Thursday 12 April 2007

Testing The Resolve

Oooo I'm being tested tonight! I was doing so well, and acheived and maintained a level of stability over the past 2 weeks that I've hitherto been unaccustomed to. But tonight I let it all seep through, and boy am I paying the price!

Trouble is, whenever I've faced a crisis, it was always what I took refuge in. ("It" has a name, but it's becoming a name that dare not speak it's name) But now, with that refuge having been exposed by reality, I am left floundering and disoriented. I'm sure it's why I suffer so much with claustrophobia, because I always had it as an "escape", and that escape is no more. I have to face the fact that, ultimately, there is no escape.

It's not like there's a major crisis tonight, but it's enough of a crisis to make me want to escape. There's a new guy moved in downstairs and he's brought his girlfriend with him, and I can sense the possibility for trouble. I met him for the first time the other night, while he was in the process of hiding his weed because he thought I looked like a snitch. (If that was the first impression i gave him then I've failed the test already). Apparently he's an ex-criminal, been inside but going straight. But it's his girlfriend that worries me. She's a rabid racist based on bad experiences she's had with black guys in some of the less salubrious parts of town. I'm not black, but I'm worried anyway because clearly she has serious issues, and I just KNOW she's gonna take one look at me and freak out. She'll think I'm a creep, because women like that always do. And I'm scared. I'm scared of scaring women, I'm scared of being beaten up, and I'm scared of losing my home for something that isn't my fault. But most importantly, I'm scared of the effect it will have on my state of mind. Because, remember, the thing that I would always take refuge in is not an option anymore. It is not the promised land I always thought it was. It is a delusion and a symptom of a personality disorder, and I know that now.

• **Dataset extract**:

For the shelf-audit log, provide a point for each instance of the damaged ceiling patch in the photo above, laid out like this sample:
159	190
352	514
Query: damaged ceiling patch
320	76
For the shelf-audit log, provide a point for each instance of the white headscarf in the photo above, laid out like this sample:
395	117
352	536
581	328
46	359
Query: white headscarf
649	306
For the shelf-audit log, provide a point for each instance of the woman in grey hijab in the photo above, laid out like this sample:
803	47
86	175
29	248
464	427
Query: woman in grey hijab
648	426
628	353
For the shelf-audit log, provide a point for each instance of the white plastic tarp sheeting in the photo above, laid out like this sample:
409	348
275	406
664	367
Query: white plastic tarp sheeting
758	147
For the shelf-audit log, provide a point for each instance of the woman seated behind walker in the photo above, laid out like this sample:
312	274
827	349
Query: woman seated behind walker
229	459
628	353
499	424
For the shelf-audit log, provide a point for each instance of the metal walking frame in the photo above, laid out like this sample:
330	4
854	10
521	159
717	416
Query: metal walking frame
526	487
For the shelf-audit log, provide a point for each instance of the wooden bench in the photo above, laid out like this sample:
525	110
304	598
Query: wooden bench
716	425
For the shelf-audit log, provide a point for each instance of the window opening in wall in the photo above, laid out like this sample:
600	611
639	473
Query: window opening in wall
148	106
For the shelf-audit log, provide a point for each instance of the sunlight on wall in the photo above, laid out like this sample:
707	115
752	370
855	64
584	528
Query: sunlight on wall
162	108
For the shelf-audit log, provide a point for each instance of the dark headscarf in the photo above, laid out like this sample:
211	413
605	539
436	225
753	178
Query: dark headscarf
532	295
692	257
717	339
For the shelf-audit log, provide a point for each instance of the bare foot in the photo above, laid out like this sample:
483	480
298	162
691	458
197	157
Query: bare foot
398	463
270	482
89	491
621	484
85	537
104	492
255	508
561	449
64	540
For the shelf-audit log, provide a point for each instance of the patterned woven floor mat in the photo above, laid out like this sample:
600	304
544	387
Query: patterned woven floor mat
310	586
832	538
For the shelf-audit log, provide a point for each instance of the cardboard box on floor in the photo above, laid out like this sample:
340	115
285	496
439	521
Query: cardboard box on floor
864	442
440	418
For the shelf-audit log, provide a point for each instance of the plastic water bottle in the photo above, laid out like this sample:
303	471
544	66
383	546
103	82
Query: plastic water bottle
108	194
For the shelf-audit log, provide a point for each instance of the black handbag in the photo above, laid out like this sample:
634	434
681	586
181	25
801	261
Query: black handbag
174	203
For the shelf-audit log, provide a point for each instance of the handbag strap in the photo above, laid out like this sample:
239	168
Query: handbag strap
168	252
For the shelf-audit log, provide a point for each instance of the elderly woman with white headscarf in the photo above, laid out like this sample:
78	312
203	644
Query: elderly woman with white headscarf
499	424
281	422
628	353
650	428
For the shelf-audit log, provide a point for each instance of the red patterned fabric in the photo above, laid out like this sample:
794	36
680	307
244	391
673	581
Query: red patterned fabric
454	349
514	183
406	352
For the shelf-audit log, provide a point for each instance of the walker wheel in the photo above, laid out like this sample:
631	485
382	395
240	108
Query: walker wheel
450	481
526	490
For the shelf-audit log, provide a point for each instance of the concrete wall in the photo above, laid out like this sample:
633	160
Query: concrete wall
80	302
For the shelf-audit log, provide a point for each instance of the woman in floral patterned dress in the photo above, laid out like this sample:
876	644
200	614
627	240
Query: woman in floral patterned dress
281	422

• **Tasks to perform**:
(1) In the diary entry, rewrite the passage from "Testing The Resolve" to "paying the price!", substituting "balance" for "stability".
(2) List each thing the diary entry names after the words "scared of".

• **List of solutions**:
(1)
Testing The Resolve

Oooo I'm being tested tonight! I was doing so well, and acheived and maintained a level of balance over the past 2 weeks that I've hitherto been unaccustomed to. But tonight I let it all seep through, and boy am I paying the price!

(2)
- Scaring women
- Being beaten up
- Losing my home for something that isn't my fault
- The effect it will have on my state of mind